▶ **Tugas Anda**
(A) Ringkaslah potongan dokumen tentang tindakan eksekutif Biden terkait senjata api dalam dua kalimat.
(B) Tulislah lanjutan potongan dokumen tentang tindakan eksekutif Biden terkait senjata api, dimulai setelah kalimat terakhirnya.

▶ **Potongan Dokumen**
Biden berterima kasih kepada para korban dan keluarga korban kekerasan senjata yang hadir di sana atas keberanian yang mereka tunjukkan. Ia juga mengatakan bahwa tanggung jawabnya sebagai presiden mengharuskan dia untuk bertindak dan melakukan segala daya untuk mengatasi masalah ini, bahkan jika Kongres tidak mendukungnya. 

Hanya selang beberapa jam setelah pengumuman ini, kembali terjadi penembakan yang menewaskan satu orang dan mencederai sedikitnya lima lainnya di sebuah tempat usaha di Texas.

Tindakan eksekutif apa yang diumumkan Biden?

Presiden AS itu pun memperkenalkan daftar enam tindakan eksekutif yang akan segera dia tanda tangani, yang akan membahas hal-hal berikut:

1. Pendaftaran senjata rakitan. Biden akan meminta individu yang membeli kit senjata rakitan rumahan untuk menjalani pemeriksaan latar belakang serta meminta produsen untuk menandai komponen utama dengan nomor seri sehingga dapat dilacak. Saat ini, kedua hal itu tidak diwajibkan oleh hukum.

▶ **Informasi yang Diberikan**
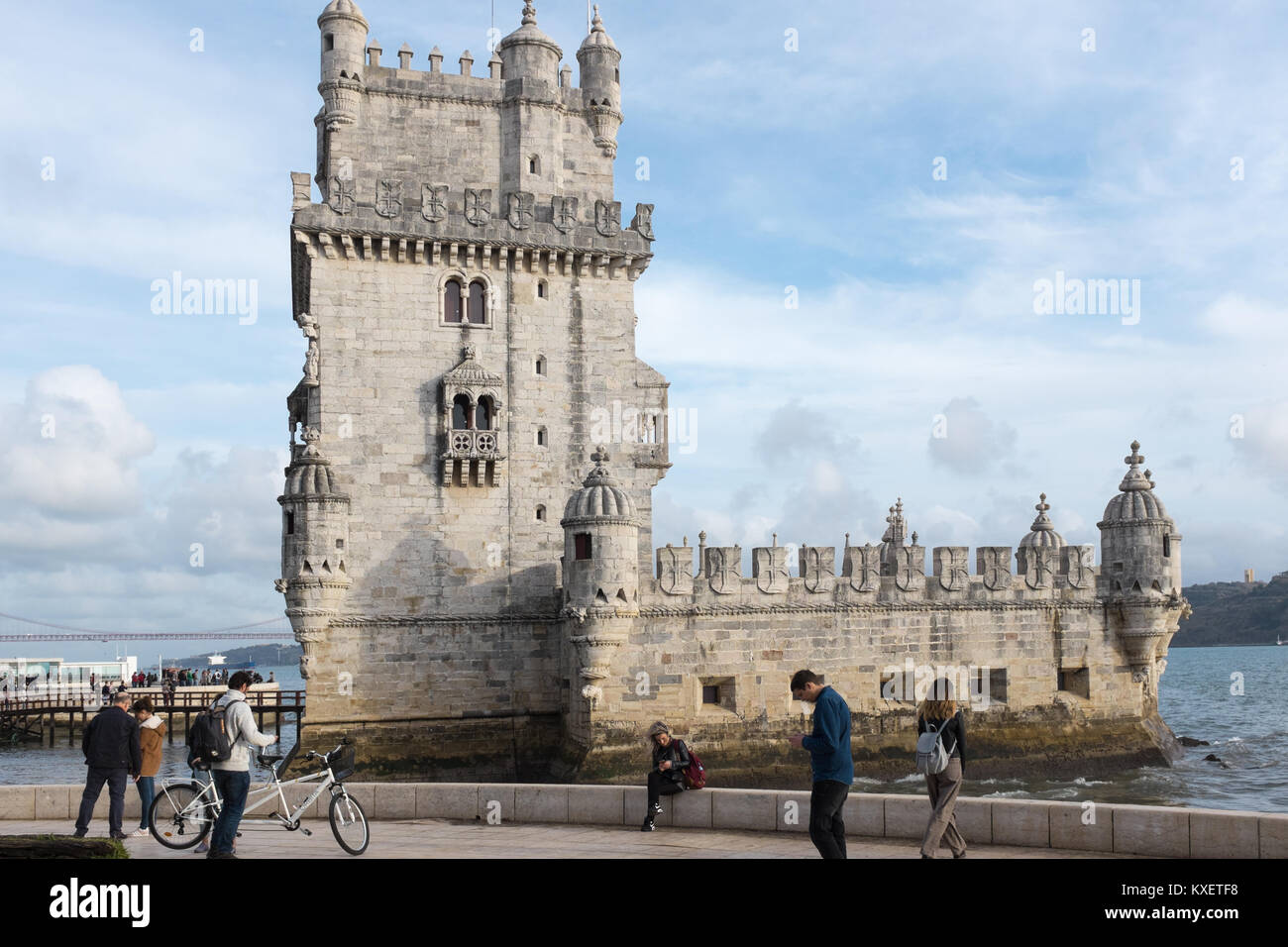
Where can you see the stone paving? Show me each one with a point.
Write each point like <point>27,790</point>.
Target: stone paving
<point>452,839</point>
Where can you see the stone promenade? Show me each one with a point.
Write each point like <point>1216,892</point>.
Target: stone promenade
<point>455,839</point>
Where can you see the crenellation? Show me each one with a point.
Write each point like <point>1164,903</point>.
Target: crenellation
<point>465,289</point>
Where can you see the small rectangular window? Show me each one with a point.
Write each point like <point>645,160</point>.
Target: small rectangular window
<point>1076,681</point>
<point>988,684</point>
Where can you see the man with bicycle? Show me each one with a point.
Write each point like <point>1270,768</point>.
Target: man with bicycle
<point>232,777</point>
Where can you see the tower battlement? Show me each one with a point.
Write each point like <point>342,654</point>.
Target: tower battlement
<point>481,607</point>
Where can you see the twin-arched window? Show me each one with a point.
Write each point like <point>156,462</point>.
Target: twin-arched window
<point>465,304</point>
<point>483,414</point>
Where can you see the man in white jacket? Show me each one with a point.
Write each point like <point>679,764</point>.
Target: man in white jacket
<point>232,779</point>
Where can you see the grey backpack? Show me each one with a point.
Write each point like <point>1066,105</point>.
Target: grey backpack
<point>931,755</point>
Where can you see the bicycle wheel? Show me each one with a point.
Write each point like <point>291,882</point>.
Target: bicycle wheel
<point>180,815</point>
<point>349,823</point>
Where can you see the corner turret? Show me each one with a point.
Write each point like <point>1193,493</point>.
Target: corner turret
<point>314,547</point>
<point>528,53</point>
<point>344,43</point>
<point>601,85</point>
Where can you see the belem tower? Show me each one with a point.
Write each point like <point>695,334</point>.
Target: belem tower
<point>475,579</point>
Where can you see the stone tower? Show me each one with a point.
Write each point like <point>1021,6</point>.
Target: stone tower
<point>1141,574</point>
<point>465,285</point>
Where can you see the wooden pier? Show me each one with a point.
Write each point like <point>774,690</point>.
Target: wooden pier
<point>38,719</point>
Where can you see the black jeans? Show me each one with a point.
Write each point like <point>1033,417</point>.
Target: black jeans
<point>825,822</point>
<point>660,785</point>
<point>94,780</point>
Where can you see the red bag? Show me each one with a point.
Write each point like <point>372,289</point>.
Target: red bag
<point>695,774</point>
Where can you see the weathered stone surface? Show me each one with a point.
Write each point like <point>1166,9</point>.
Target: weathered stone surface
<point>17,801</point>
<point>1273,836</point>
<point>447,800</point>
<point>1082,828</point>
<point>1215,834</point>
<point>541,802</point>
<point>596,804</point>
<point>1151,830</point>
<point>459,628</point>
<point>1021,822</point>
<point>745,809</point>
<point>54,801</point>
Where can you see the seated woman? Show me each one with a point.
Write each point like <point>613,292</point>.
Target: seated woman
<point>666,777</point>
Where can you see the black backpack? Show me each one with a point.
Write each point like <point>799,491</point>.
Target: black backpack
<point>207,737</point>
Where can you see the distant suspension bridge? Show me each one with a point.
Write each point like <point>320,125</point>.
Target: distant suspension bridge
<point>17,629</point>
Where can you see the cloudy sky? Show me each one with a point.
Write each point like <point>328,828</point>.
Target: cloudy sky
<point>855,206</point>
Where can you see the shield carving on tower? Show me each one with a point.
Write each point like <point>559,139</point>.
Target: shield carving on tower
<point>996,567</point>
<point>951,567</point>
<point>818,565</point>
<point>389,197</point>
<point>721,571</point>
<point>864,567</point>
<point>563,213</point>
<point>433,202</point>
<point>478,205</point>
<point>1080,569</point>
<point>669,570</point>
<point>769,565</point>
<point>608,217</point>
<point>907,567</point>
<point>519,209</point>
<point>340,196</point>
<point>1038,566</point>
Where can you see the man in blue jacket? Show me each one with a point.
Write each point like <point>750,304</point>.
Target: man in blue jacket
<point>111,748</point>
<point>829,759</point>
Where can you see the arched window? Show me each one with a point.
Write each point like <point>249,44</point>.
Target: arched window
<point>452,300</point>
<point>460,412</point>
<point>478,299</point>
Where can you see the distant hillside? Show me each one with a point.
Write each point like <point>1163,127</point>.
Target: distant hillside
<point>1235,613</point>
<point>259,654</point>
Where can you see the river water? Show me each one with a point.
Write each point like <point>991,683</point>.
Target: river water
<point>1248,732</point>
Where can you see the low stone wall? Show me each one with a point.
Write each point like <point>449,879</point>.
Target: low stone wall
<point>1141,830</point>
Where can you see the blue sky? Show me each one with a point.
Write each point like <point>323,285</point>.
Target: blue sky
<point>771,169</point>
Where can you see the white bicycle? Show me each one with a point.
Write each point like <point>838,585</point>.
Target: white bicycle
<point>184,812</point>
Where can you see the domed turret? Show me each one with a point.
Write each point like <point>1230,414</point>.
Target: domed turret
<point>314,545</point>
<point>600,564</point>
<point>528,53</point>
<point>344,43</point>
<point>1042,532</point>
<point>600,84</point>
<point>1140,548</point>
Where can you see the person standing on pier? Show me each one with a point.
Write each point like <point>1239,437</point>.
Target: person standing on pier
<point>829,761</point>
<point>151,733</point>
<point>940,714</point>
<point>111,748</point>
<point>232,776</point>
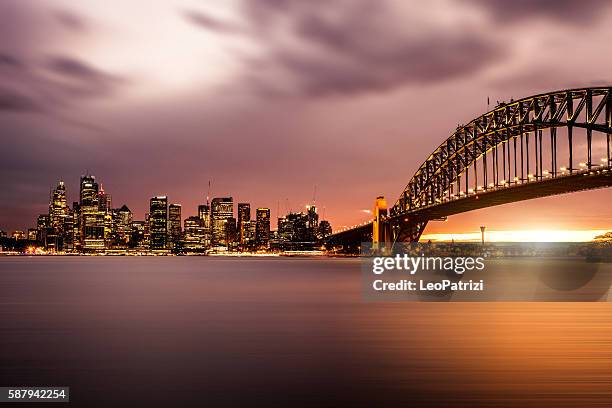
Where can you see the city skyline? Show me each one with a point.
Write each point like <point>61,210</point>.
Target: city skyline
<point>269,99</point>
<point>93,225</point>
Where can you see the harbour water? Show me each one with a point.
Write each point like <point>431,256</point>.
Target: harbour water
<point>204,331</point>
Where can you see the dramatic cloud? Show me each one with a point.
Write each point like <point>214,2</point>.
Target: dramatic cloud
<point>207,22</point>
<point>82,79</point>
<point>71,21</point>
<point>13,101</point>
<point>358,46</point>
<point>565,11</point>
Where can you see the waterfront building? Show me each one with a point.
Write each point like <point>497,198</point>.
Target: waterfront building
<point>137,235</point>
<point>18,235</point>
<point>58,208</point>
<point>193,235</point>
<point>92,226</point>
<point>122,222</point>
<point>244,216</point>
<point>231,234</point>
<point>262,229</point>
<point>325,229</point>
<point>222,208</point>
<point>204,215</point>
<point>312,225</point>
<point>174,226</point>
<point>158,223</point>
<point>31,234</point>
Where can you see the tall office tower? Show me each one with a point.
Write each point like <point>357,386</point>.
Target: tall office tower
<point>146,243</point>
<point>262,228</point>
<point>313,223</point>
<point>76,226</point>
<point>244,215</point>
<point>123,225</point>
<point>92,219</point>
<point>68,231</point>
<point>231,233</point>
<point>105,208</point>
<point>105,200</point>
<point>204,215</point>
<point>248,235</point>
<point>158,223</point>
<point>324,229</point>
<point>193,236</point>
<point>137,239</point>
<point>221,209</point>
<point>43,224</point>
<point>31,234</point>
<point>88,194</point>
<point>58,209</point>
<point>285,231</point>
<point>174,226</point>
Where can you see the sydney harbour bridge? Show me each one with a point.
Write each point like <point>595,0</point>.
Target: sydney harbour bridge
<point>539,146</point>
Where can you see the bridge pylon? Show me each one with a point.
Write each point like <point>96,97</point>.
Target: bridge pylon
<point>380,226</point>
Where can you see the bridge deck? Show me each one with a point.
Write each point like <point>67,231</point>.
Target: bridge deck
<point>579,181</point>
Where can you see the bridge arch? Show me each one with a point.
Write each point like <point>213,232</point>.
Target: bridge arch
<point>507,148</point>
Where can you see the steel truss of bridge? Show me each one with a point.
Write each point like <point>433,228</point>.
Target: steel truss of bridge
<point>548,144</point>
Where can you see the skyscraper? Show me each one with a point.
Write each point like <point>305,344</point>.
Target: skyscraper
<point>313,223</point>
<point>105,208</point>
<point>158,223</point>
<point>205,225</point>
<point>244,216</point>
<point>221,209</point>
<point>58,208</point>
<point>193,237</point>
<point>123,225</point>
<point>324,229</point>
<point>174,226</point>
<point>58,212</point>
<point>262,228</point>
<point>92,219</point>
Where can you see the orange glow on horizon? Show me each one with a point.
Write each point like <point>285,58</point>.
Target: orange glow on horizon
<point>518,236</point>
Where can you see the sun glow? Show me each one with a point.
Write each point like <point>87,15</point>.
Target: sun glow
<point>519,236</point>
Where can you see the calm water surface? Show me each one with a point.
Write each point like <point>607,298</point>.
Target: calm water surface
<point>216,332</point>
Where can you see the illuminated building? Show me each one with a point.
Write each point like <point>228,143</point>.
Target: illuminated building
<point>248,235</point>
<point>58,209</point>
<point>91,218</point>
<point>204,215</point>
<point>193,235</point>
<point>76,226</point>
<point>262,228</point>
<point>324,229</point>
<point>105,208</point>
<point>18,235</point>
<point>158,223</point>
<point>231,233</point>
<point>221,209</point>
<point>122,221</point>
<point>32,234</point>
<point>312,225</point>
<point>244,215</point>
<point>137,238</point>
<point>174,226</point>
<point>43,225</point>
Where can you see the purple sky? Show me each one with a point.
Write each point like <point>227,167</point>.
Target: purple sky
<point>268,98</point>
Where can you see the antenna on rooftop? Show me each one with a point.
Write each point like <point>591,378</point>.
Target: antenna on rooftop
<point>208,193</point>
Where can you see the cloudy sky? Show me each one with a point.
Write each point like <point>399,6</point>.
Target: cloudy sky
<point>268,98</point>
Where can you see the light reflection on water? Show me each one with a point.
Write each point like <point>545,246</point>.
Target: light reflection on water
<point>231,332</point>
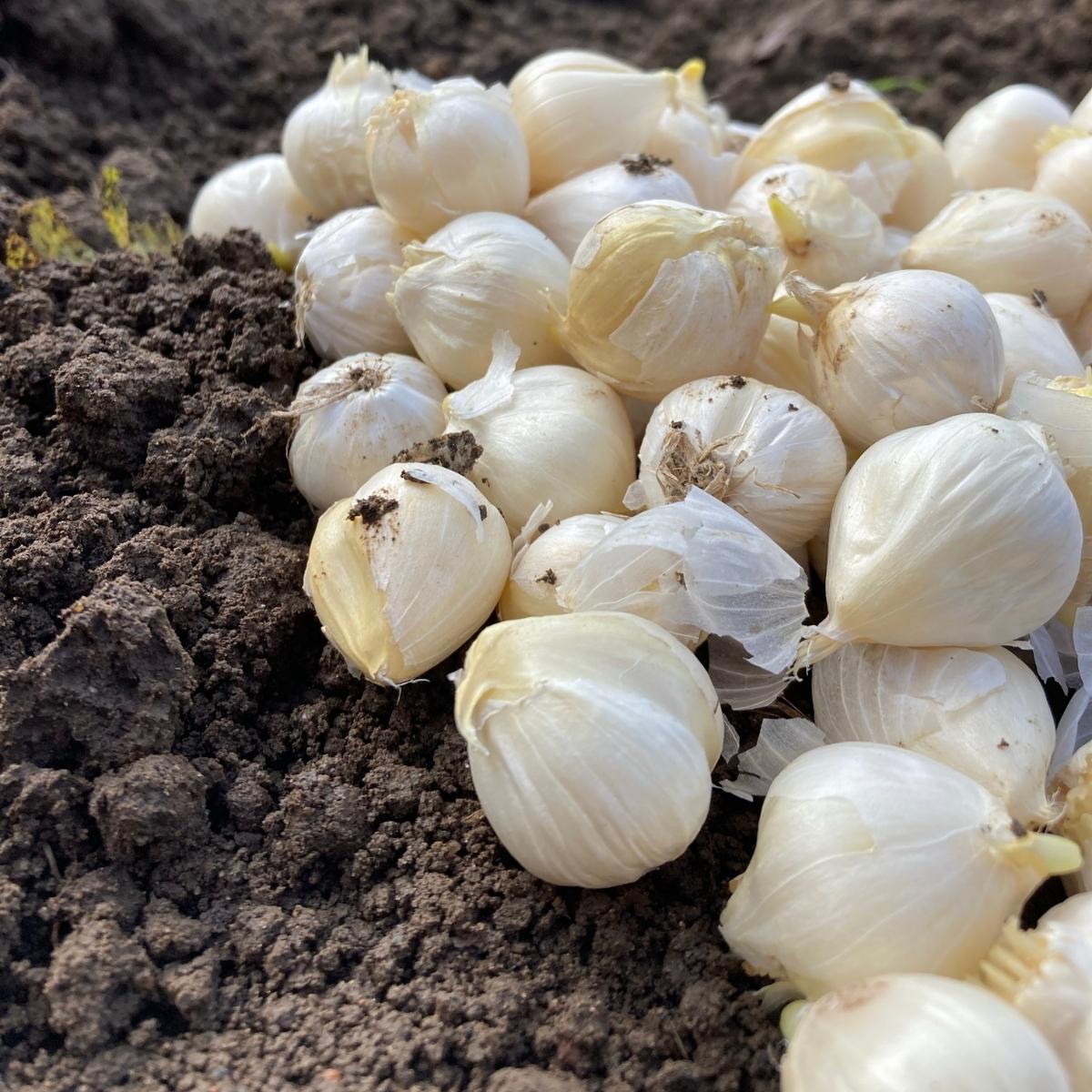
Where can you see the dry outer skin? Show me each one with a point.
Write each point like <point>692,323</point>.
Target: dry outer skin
<point>224,863</point>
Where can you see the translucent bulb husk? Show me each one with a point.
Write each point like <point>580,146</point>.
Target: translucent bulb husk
<point>342,279</point>
<point>910,1032</point>
<point>258,195</point>
<point>410,527</point>
<point>981,713</point>
<point>662,293</point>
<point>591,738</point>
<point>940,535</point>
<point>768,452</point>
<point>891,839</point>
<point>905,349</point>
<point>825,233</point>
<point>481,273</point>
<point>437,154</point>
<point>1046,975</point>
<point>552,435</point>
<point>355,416</point>
<point>1009,240</point>
<point>1035,342</point>
<point>544,563</point>
<point>994,143</point>
<point>325,136</point>
<point>568,211</point>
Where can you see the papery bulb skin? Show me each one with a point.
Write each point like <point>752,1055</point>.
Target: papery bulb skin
<point>1009,240</point>
<point>662,293</point>
<point>911,1032</point>
<point>905,349</point>
<point>355,416</point>
<point>994,142</point>
<point>410,527</point>
<point>827,234</point>
<point>325,136</point>
<point>938,538</point>
<point>980,711</point>
<point>256,195</point>
<point>342,281</point>
<point>438,154</point>
<point>768,452</point>
<point>544,563</point>
<point>891,838</point>
<point>481,273</point>
<point>591,738</point>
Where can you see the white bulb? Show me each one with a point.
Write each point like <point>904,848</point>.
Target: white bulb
<point>591,740</point>
<point>768,452</point>
<point>256,195</point>
<point>994,142</point>
<point>355,416</point>
<point>1008,240</point>
<point>980,711</point>
<point>325,135</point>
<point>438,154</point>
<point>911,1032</point>
<point>481,273</point>
<point>858,844</point>
<point>342,281</point>
<point>569,211</point>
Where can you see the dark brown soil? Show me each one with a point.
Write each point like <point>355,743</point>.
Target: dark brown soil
<point>224,863</point>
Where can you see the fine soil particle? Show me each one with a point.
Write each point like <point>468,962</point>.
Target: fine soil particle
<point>224,862</point>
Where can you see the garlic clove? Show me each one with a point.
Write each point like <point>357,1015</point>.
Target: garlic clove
<point>980,711</point>
<point>994,142</point>
<point>591,738</point>
<point>661,293</point>
<point>323,137</point>
<point>551,434</point>
<point>909,1032</point>
<point>256,195</point>
<point>767,452</point>
<point>1008,240</point>
<point>891,838</point>
<point>479,274</point>
<point>409,529</point>
<point>342,279</point>
<point>355,416</point>
<point>438,154</point>
<point>940,536</point>
<point>905,349</point>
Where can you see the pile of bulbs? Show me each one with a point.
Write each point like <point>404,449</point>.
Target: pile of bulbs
<point>852,350</point>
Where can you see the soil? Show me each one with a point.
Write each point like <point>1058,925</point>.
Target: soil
<point>225,864</point>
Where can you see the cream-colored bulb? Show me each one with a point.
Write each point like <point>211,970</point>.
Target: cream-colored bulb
<point>911,1032</point>
<point>552,435</point>
<point>768,452</point>
<point>591,738</point>
<point>342,281</point>
<point>481,273</point>
<point>437,154</point>
<point>662,293</point>
<point>325,136</point>
<point>256,195</point>
<point>994,142</point>
<point>569,211</point>
<point>960,533</point>
<point>900,349</point>
<point>1032,339</point>
<point>355,416</point>
<point>1009,240</point>
<point>407,571</point>
<point>891,839</point>
<point>980,711</point>
<point>825,233</point>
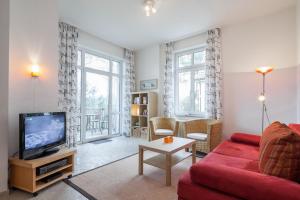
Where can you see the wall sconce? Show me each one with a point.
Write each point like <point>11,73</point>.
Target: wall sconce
<point>35,71</point>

▶ **Jawaban Berurutan**
(A) Biden berterima kasih kepada para korban dan keluarga korban kekerasan senjata atas keberanian mereka, dan menyatakan bahwa tanggung jawabnya sebagai presiden mengharuskannya bertindak meskipun Kongres tidak mendukung. Ia memperkenalkan enam tindakan eksekutif, di antaranya pemeriksaan latar belakang bagi pembeli kit senjata rakitan dan nomor seri pada komponen utamanya, sementara beberapa jam setelah pengumuman itu terjadi penembakan di sebuah tempat usaha di Texas yang menewaskan satu orang dan mencederai sedikitnya lima lainnya.

(B)
2. Terbitkan laporan tahunan perdagangan senjata kriminal. Terakhir kali laporan semacam itu disusun sekitar 20 tahun lalu.

Polisi mengamankan warga dari penembakan massal di wilayah industri di Bryan, Texas, 8 April 2021
Penembakan di Texas, Amerika Serikat, terjadi hanya beberapa jam setelah Presiden Joe Biden umumkan perketat izin kepemilikan senjata api, Kamis (08/04).Foto: Sam Craft/AFP

3. Aplikasi khusus untuk membeli alat modifikasi senjata. Individu yang membeli modifikasi untuk membuat senjata lebih mematikan - seperti penstabil untuk pistol yang digunakan dalam penembakan massal di Colorado minggu lalu, harus mendaftarkan nama kepada pihak berwenang sebelum diizinkan untuk membeli barang-barang tersebut.

4. Selain itu, akan ada juga 'Bendera Merah' atau Undang-Undang Perlindungan Risiko Ekstrem yang memungkinkan pengadilan untuk menyita senjata dari individu yang tidak stabil jika ada alasan yang jelas untuk melakukannya. Joe Biden mengatakan undang-undang tersebut akan membantu mencegah tindakan bunuh diri, melindungi perempuan dari kekerasan dalam rumah tangga dan menghentikan penembakan massal.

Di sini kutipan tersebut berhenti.